(Input data)
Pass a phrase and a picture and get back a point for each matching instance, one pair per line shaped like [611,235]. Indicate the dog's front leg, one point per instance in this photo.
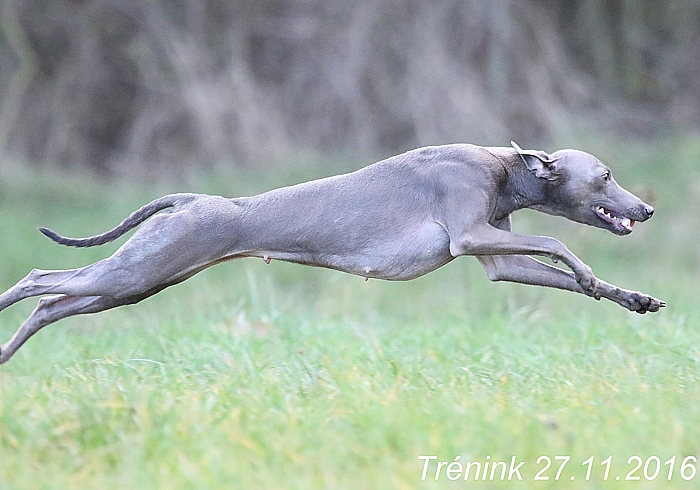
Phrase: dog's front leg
[527,270]
[488,240]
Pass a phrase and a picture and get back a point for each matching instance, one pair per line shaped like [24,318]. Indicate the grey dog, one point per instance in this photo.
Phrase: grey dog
[397,219]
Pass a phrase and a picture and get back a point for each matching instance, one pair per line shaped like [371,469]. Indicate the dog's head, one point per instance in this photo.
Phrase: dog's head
[581,188]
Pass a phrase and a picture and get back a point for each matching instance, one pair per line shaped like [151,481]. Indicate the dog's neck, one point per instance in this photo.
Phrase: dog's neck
[520,188]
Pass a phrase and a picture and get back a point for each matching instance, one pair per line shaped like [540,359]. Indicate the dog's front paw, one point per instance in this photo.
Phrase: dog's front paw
[587,281]
[641,303]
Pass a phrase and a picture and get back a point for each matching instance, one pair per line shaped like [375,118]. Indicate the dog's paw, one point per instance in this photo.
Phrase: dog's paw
[642,303]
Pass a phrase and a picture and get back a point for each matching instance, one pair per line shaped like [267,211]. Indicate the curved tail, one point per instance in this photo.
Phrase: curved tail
[135,219]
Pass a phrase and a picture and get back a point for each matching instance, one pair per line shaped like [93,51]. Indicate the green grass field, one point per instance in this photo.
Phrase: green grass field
[254,376]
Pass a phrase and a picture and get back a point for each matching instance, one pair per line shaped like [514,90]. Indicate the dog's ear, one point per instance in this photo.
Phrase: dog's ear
[538,161]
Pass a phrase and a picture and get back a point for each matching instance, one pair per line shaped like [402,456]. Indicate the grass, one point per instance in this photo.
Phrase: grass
[257,376]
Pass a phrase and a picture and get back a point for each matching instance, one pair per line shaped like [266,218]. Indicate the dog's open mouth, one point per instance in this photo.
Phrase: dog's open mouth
[620,222]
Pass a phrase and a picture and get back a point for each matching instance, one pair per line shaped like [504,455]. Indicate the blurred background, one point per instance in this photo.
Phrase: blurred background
[128,88]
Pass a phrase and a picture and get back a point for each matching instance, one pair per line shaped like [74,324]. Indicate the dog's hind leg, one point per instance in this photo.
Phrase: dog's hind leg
[55,308]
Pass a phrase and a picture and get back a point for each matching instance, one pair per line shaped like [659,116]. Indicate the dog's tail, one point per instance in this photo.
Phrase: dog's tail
[135,219]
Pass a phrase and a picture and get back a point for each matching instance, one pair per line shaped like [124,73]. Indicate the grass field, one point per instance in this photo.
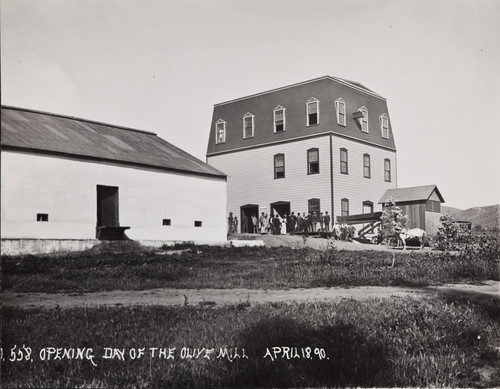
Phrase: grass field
[393,342]
[131,267]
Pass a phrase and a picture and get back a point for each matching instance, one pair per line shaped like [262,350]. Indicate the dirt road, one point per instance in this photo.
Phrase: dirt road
[219,297]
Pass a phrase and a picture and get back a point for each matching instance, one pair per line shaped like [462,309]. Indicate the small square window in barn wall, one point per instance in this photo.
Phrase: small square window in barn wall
[42,217]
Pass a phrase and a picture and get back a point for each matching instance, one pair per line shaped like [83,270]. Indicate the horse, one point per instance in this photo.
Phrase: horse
[414,233]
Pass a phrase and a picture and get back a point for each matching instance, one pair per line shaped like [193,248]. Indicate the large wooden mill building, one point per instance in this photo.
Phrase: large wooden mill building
[321,145]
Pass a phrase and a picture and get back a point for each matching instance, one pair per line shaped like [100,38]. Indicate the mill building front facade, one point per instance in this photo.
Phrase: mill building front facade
[324,145]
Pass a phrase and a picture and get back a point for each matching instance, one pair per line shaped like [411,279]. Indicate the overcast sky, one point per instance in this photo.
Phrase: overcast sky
[161,65]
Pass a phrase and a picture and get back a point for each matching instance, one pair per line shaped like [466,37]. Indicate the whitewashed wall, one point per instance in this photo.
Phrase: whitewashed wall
[65,189]
[354,186]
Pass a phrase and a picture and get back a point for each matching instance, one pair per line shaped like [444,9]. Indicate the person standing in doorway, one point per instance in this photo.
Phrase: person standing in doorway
[230,223]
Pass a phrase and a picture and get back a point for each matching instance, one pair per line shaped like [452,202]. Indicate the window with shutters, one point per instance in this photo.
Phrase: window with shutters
[312,107]
[313,161]
[367,206]
[344,206]
[387,170]
[279,166]
[220,131]
[364,119]
[279,119]
[384,126]
[340,111]
[366,166]
[314,206]
[248,125]
[343,161]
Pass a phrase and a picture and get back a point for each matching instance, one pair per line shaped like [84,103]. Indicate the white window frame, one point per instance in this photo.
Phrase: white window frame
[217,141]
[252,116]
[340,103]
[312,100]
[279,108]
[387,170]
[367,166]
[364,119]
[384,126]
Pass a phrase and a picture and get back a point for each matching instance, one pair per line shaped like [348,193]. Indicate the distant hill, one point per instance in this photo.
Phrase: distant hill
[486,217]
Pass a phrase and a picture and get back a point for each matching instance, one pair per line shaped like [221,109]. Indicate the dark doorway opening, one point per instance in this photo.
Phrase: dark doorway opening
[246,213]
[108,226]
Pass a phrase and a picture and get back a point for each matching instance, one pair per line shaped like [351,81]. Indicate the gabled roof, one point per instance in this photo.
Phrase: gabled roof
[46,133]
[415,193]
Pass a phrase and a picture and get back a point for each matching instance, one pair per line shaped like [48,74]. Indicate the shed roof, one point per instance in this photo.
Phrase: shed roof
[47,133]
[415,193]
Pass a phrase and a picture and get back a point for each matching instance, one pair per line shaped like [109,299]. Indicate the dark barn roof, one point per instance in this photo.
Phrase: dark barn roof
[416,193]
[46,133]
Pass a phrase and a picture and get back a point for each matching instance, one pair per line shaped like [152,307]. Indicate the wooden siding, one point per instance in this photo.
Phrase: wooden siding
[354,186]
[251,176]
[433,206]
[416,215]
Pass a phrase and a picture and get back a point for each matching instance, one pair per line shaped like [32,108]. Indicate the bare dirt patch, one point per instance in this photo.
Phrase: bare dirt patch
[220,297]
[298,241]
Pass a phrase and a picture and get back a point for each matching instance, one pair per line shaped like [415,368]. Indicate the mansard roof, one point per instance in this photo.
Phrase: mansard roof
[294,98]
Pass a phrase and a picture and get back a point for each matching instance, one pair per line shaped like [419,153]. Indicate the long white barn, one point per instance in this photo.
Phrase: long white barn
[69,178]
[320,145]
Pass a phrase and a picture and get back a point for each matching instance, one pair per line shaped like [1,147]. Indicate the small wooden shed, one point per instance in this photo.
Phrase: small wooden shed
[422,205]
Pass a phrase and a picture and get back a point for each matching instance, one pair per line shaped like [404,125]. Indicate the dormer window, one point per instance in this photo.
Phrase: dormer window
[220,131]
[279,119]
[248,125]
[340,111]
[364,119]
[384,126]
[312,107]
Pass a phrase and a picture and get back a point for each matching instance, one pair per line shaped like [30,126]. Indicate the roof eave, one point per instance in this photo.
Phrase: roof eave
[113,161]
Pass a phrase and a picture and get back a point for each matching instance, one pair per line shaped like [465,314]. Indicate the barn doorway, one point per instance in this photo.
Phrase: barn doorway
[246,213]
[108,226]
[282,208]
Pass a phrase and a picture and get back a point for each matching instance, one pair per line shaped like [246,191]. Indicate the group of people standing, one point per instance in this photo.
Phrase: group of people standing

(Problem description)
Retype each record exactly as it appears above and drop the images.

(Written solution)
Pass a phrase and a picture and get back a point for each matching instance, one pair per line shaped like [611,235]. Indicate the dog's front leg, one point per instance in this photo.
Phrase: dog's front leg
[527,270]
[488,240]
Pass a phrase and a picture and get back a point for each matching instance, one pair per line shaped like [24,318]. Indicate the grey dog, one point per instance in this photo.
Phrase: grey dog
[397,219]
Pass a phrase and a picture and get back a point for each matching instance, one pair per line shaped like [371,469]. Indicate the dog's head, one point per instance in this photo.
Phrase: dog's head
[581,188]
Pass a phrase and a picture and get back a point for each matching instance, one pair per line shaped like [151,481]. Indicate the dog's neck, one point per instance in this photo.
Phrase: dog's neck
[520,188]
Pass a phrase and a picture and get back a point for each matching instance, one pair per line shaped like [540,359]. Indicate the dog's front paw, one point per instance in this photo.
Phrase: dog's front paw
[587,281]
[641,303]
Pass a phrase and a picture and get back a point for each matching instance, one pair per line shaped like [375,118]. Indicate the dog's paw, one point per instance in this photo.
Phrase: dog's paw
[642,303]
Pass a phrase and a picture and get back a point for each matching instance, one pair per line shaped like [267,211]. Indicate the curved tail, one point per instance in this photo.
Phrase: curved tail
[135,219]
Pass a phrase and a picture and get back a point for each matching instance, one pair per line shaped like [93,51]. Indicate the green grass field, one point per instance in this photo.
Phrase: green grass field
[254,376]
Pass a phrase and a picture and get back a point for each matching instance, one pair per line shaped like [514,90]. Indicate the dog's ear, one point per instance in this photo.
Phrase: dog's ear
[538,161]
Pass a phrase and a picture and get back a point for each matching instance, one pair per line shaped like [402,456]. Indicate the grass, one point per instance in this photo.
Phrase: grass
[257,376]
Pass a phrase and a picture and get back a point for each matching instance, one pair per line shaped like [266,218]. Indicate the dog's open mouth, one point per instance in this photo.
Phrase: dog's open mouth
[620,222]
Pass a phrase and a picture and get back a point for each matching instance, one pair per line shaped like [504,455]. Indicate the blurred background, one point per instance in this photo.
Phrase: blurred background
[128,88]
Pass a phrase and a picture and get back a point for each matching instance, one pair per line shaped like [74,324]. Indicate the dog's hind leg, one point per instance in this photo.
Phrase: dog's hind leg
[55,308]
Pass a phrase and a picture and get back a point for each matching instance, one pair per line shaped like [659,116]. Indicate the dog's tail, one point per instance in this photo.
Phrase: dog's tail
[135,219]
Pass a phrase and a picture and get back a point for each matching instance, one pair per line shaped like [124,73]. Indicate the grass field, one point per instance in this photo.
Phrase: grass field
[393,342]
[131,267]
Pass a phrase and a picture and get back a point for each matching instance, one pair per line shaped like [262,350]. Indicate the dirt road, one point per instance in this photo.
Phrase: dirt road
[219,297]
Pass a phrase and a picture and get back a point for each matching instance, one pair per line shaped like [462,309]. Indicate the small square window in barn wall, one point per instance in this photo.
Phrase: small square window in barn wall
[42,217]
Pass a phrase and a picture and get back a point for each matching instance, one pair per line shaped like [83,270]. Indicate the horse, one point per instance in this photo.
Phrase: horse
[414,233]
Pass a phrase and a picture and get back a point for each matching instance, one pair per line shaped like [193,248]. Indicate the large wooden mill building, one point per instance in this photo.
Phrase: large wooden mill building
[321,145]
Pass a phrase and a picture and get back a point for each matching instance, one pair per line shaped like [100,38]. Indicate the mill building front facade, one point per instance in this photo.
Phrase: mill building front facade
[324,145]
Pass a phrase and a picture and get back a point for each matching instance, one pair per line shaped like [411,279]. Indicate the overcast sky, one point per instance in this photo.
Phrase: overcast sky
[161,65]
Pass a phrase and a picture and get back a point for each matching instance, one pair per line shaped like [466,37]. Indicate the whitewashed wall, one point per instance in this photo.
Phrase: whitewashed wall
[65,189]
[354,186]
Pass a phrase and a picture and get back a point for each matching instance, one pair per line shaped like [444,9]. Indicate the person standing in doorway, one point per instance in this photo.
Phrase: person standing in doorway
[230,223]
Pass a phrase and a picture and get back a point for each matching instance, one pair per line shaped like [452,202]. Indicate the window with shutters, one point per instance in this photo.
Phrase: window with shutters
[312,107]
[313,161]
[367,206]
[344,206]
[387,170]
[279,166]
[220,131]
[364,119]
[279,119]
[384,126]
[340,111]
[366,166]
[314,206]
[248,125]
[343,161]
Pass a phrase and a picture and get back a point for each matching instance, one pair per line shaped like [84,103]. Indicate the white window frame, one point per instance in this photo.
Phrase: white window frame
[217,141]
[252,116]
[340,103]
[312,100]
[279,108]
[387,170]
[367,166]
[364,119]
[384,126]
Pass a phrase and a picture and get back a point for each matching instance, one pair per line shaped like [348,193]. Indicate the distant hill, one point per instance in this photo.
Phrase: distant hill
[486,217]
Pass a phrase and a picture and get back a point for each matching instance, one pair per line shaped like [221,109]. Indicate the dark doorway opening, one point per instance in this photo.
Phrase: dark doorway opening
[246,213]
[108,226]
Pass a phrase and a picture and get back a point for each matching instance, one pair per line shaped like [351,81]. Indicate the gabled roof, one point per instance in this photo.
Phrase: gabled roof
[46,133]
[415,193]
Pass a phrase and a picture and get back a point for each matching instance, one pair per line shaped like [48,74]. Indicate the shed roof, one point per instance in this photo.
Phrase: shed roof
[47,133]
[415,193]
Pass a phrase and a picture and get back a point for each matching instance, one pair per line shaped like [109,299]. Indicate the dark barn roof, one point per instance in this photo.
Phrase: dark barn roof
[416,193]
[46,133]
Pass a phrase and a picture and get back a point for each matching instance, one pair per line shaped like [152,307]. Indicate the wooden siding, one point per instance in this photo.
Phrase: wooden siding
[354,186]
[251,176]
[433,206]
[416,215]
Pass a phrase and a picture and get back a point for each matching instance, one pair per line shaped like [32,108]. Indicate the bare dirt patch, one point per instance in this photo.
Phrase: bare dirt patch
[220,297]
[298,241]
Pass a phrase and a picture and get back a point for each matching instance, one pair per line shaped like [415,368]. Indicate the mansard roof, one point per instance in this photo.
Phrase: mansard roof
[294,98]
Pass a phrase and a picture and get back a point for each matching instance, one pair per line shaped like [419,153]. Indicate the long white barn, one point per instance in this photo.
Phrase: long white barn
[69,178]
[320,145]
Pass a phrase and a picture and get back a point for each matching instance, one pair per line shaped like [1,147]. Indicate the small wooden shed, one point per instance in this photo.
Phrase: small wooden shed
[422,205]
Pass a phrase and a picture and get back a point for each matching instance, one pair per line shaped like [404,125]. Indicate the dormer window, one point per instance in this photo.
Phrase: dormer window
[220,131]
[279,119]
[248,125]
[340,111]
[364,119]
[384,126]
[312,107]
Pass a phrase and a picture and get back a point for each matching instance, one pair per line shaped like [30,126]. Indicate the roof eave, one point per instance in this photo.
Phrase: roof eave
[113,161]
Pass a phrase and a picture and get back a point for each matching instance, one pair per line shaped like [465,314]. Indicate the barn doorway, one point per instance in this photo.
Phrase: barn doorway
[246,213]
[108,226]
[282,208]
Pass a phrase and a picture and get back a point for each matching instance, one pair per line shaped like [246,191]. Indicate the group of people standing, one point per instance in this photo.
Phrase: group of people standing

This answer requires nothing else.